─── TESTO CITATO ───
SENTENZA N. 403
ANNO 1999
REPUBBLICA ITALIANA
IN NOME DEL POPOLO ITALIANO
LA CORTE COSTITUZIONALE
composta dai signori Giudici:
- Dott. Renato GRANATA, Presidente
- Prof. Giuliano VASSALLI
- Prof. Francesco GUIZZI
- Prof. Cesare MIRABELLI
- Prof. Fernando SANTOSUOSSO
- Avv. Massimo VARI
- Dott. Cesare RUPERTO
- Dott. Riccardo CHIEPPA
- Prof. Gustavo ZAGREBELSKY
- Prof. Valerio ONIDA
- Prof. Carlo MEZZANOTTE
- Avv. Fernanda CONTRI
- Prof. Guido NEPPI MODONA
- Prof. Piero Alberto CAPOTOSTI
- Prof. Annibale MARINI
ha pronunciato la seguente
SENTENZA
nel giudizio di legittimità costituzionale dell'art. 379, terzo comma, del codice di procedura civile in relazione agli artt. 14 e 17 della legge 24 marzo 1958, n. 195 (Norme sulla costituzione e sul funzionamento del Consiglio superiore della magistratura), 59 e 60 del d.P.R. 16 settembre 1958, n. 916 (Disposizioni di attuazione e coordinamento della legge 24 marzo 1958, n. 195, concernente la costituzione ed il funzionamento del Consiglio superiore della magistratura e disposizioni transitorie), promosso con ordinanza emessa l'11 dicembre 1997 dalla Corte di cassazione nel procedimento disciplinare nei confronti di Giordano Pietro e Colella Paolo, iscritta al n. 481 del registro ordinanze 1998 e pubblicata nella Gazzetta Ufficiale della Repubblica n. 27, prima serie speciale, dell'anno 1998.
───
QUESITO PROPOSTO 1:
Rispondi in base alla sentenza della Corte costituzionale:
(a) Chi presiede la Corte?
(b) Quale disposizione del codice di procedura civile è oggetto del giudizio?
(c) Quale organo ha emesso l'ordinanza che promuove il giudizio, e in che data?
QUESITO PROPOSTO 2: Prosegui la sentenza della Corte costituzionale partendo dopo l'ultima frase riportata.
─── MATERIALE ESTRATTO ───
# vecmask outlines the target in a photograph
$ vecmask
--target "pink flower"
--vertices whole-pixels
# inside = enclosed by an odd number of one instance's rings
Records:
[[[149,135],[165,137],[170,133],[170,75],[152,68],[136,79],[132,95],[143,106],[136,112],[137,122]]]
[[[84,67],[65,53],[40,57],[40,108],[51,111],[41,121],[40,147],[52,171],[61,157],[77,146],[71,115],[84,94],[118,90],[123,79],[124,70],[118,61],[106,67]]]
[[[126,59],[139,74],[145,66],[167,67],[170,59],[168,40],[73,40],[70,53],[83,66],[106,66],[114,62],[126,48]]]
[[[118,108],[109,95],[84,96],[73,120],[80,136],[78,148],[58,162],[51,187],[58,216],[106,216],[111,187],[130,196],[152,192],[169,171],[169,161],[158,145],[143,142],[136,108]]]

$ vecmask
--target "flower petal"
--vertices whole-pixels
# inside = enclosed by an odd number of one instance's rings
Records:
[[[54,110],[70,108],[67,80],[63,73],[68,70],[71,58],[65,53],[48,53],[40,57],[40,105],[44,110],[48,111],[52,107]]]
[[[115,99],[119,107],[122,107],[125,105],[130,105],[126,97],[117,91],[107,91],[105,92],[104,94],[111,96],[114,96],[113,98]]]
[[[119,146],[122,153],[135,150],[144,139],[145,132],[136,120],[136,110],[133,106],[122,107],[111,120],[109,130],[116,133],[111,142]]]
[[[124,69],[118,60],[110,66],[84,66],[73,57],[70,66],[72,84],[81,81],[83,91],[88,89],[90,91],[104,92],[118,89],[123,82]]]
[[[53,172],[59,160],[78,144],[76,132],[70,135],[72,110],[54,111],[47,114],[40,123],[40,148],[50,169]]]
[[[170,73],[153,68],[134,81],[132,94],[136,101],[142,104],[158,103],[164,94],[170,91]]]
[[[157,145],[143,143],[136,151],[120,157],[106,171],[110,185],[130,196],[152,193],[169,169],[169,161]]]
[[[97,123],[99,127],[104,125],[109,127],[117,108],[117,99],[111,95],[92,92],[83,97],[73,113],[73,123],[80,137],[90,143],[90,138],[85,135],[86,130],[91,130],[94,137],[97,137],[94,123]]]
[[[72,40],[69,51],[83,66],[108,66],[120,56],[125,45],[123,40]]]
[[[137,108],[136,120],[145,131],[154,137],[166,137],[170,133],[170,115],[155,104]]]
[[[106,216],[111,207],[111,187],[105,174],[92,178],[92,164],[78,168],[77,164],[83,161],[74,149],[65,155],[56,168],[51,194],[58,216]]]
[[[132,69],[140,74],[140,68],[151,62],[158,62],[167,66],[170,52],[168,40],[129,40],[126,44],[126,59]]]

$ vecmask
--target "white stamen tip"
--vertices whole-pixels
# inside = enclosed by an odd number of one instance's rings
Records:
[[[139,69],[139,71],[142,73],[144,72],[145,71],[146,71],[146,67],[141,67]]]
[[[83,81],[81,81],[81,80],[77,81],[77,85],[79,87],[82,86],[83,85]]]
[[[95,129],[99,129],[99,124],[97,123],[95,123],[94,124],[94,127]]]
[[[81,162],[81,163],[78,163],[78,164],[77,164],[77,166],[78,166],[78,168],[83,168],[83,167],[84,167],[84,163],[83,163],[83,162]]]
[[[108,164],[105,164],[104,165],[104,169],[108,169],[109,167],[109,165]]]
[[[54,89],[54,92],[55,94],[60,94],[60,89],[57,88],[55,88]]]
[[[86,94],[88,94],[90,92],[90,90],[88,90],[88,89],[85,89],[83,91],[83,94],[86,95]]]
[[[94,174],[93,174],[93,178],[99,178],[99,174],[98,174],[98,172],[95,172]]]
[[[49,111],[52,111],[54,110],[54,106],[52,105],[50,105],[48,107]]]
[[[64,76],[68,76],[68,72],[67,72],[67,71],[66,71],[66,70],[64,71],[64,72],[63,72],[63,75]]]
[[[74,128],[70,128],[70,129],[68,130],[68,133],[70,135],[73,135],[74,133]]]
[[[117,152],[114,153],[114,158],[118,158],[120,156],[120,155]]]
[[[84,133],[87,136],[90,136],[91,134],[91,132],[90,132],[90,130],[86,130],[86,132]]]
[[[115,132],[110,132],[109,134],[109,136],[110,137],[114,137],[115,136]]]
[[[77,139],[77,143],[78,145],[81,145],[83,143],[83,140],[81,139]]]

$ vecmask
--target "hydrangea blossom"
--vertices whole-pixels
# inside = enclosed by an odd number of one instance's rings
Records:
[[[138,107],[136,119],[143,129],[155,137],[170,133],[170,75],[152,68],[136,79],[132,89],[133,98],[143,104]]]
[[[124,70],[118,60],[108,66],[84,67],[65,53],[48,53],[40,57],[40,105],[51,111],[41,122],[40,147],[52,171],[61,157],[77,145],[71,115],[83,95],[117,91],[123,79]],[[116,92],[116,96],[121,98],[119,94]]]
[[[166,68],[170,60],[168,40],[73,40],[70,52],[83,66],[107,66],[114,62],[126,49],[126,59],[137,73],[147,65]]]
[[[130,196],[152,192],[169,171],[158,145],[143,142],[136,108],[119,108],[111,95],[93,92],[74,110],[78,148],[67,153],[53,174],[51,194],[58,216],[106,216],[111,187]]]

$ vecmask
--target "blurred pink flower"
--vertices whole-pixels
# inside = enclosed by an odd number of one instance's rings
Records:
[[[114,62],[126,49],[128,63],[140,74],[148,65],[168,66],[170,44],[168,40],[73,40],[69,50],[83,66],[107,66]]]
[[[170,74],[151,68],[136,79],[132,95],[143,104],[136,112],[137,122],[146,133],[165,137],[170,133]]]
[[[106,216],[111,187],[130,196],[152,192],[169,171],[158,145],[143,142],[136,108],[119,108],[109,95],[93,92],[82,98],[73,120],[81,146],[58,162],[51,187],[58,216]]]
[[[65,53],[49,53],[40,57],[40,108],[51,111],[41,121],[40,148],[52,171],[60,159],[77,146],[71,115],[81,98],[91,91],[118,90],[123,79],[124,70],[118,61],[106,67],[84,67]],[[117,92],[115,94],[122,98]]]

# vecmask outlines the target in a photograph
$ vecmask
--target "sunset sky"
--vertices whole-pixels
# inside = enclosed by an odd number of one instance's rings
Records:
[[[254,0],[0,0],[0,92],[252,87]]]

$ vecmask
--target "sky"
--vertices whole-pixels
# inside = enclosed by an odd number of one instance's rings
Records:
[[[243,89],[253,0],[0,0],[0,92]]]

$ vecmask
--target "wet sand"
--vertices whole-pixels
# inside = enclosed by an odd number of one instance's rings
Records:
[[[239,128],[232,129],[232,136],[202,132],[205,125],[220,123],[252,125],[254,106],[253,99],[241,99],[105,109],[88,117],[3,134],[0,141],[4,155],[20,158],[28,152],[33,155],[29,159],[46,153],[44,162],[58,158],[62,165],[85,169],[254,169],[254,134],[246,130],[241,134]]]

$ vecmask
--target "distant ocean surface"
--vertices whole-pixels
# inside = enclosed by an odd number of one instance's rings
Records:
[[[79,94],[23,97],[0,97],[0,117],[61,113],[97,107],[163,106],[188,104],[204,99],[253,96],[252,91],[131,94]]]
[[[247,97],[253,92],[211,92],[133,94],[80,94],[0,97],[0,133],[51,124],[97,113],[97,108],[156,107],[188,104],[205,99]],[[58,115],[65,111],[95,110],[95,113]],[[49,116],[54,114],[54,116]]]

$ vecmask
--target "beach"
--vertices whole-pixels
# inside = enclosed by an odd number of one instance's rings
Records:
───
RISPOSTA SCRITTA 1:
(a) Il Dott. Renato Granata.
(b) L'art. 379, terzo comma, del codice di procedura civile.
(c) La Corte di cassazione, l'11 dicembre 1997.

RISPOSTA SCRITTA 2:
Visto l'atto di costituzione di Giordano Pietro e Colella Paolo nonché l'atto di intervento del Presidente del Consiglio dei ministri;
udito nell'udienza pubblica del 6 luglio 1999 il Giudice relatore Fernanda Contri;
udito l'avvocato Giovanni Giacobbe per Giordano Pietro e Colella Paolo e l'avv. dello Stato Enrico Arena per il Presidente del Consiglio dei ministri.
Ritenuto in fatto
1. - Nel corso di un giudizio avente ad oggetto l’impugnazione proposta dal Procuratore generale presso la Corte di cassazione avverso la sentenza del Consiglio superiore della magistratura – sezione disciplinare, con la quale i magistrati Pietro Giordano e Paolo Colella erano stati assolti dall’addebito loro ascritto, la Corte di cassazione – sezioni unite civili, con ordinanza dell'11 dicembre 1997, ha sollevato, in riferimento all’art. 24 della Costituzione, questione di legittimità costituzionale dell’art. 379, terzo comma, del codice di procedura civile nella parte in cui, nei procedimenti disciplinati dagli artt. 14 e 17 della legge 24 marzo 1958, n. 195 (Norme sulla costituzione e sul funzionamento del Consiglio superiore della magistratura) e dagli artt. 59 e 60 del d.P.R. 16 settembre 1958, n. 916 (Disposizioni di attuazione e coordinamento della legge 24 marzo 1958, n. 195, concernente la costituzione ed il funzionamento del Consiglio superiore della magistratura e disposizioni transitorie), non prevede che la disposizione non si applica nel caso in cui il ricorso sia stato proposto dal pubblico ministero.
La norma denunciata (art. 379, terzo comma, cod. proc. civ.) stabilisce che alle udienze civili della Corte di cassazione il pubblico ministero espone oralmente le sue conclusioni motivate dopo che gli avvocati delle parti hanno svolto le loro difese; mentre nel quarto comma dello stesso articolo è detto che non sono ammesse repliche, ma ai difensori è consentito, nella stessa udienza, presentare brevi osservazioni scritte sulle conclusioni del Procuratore generale.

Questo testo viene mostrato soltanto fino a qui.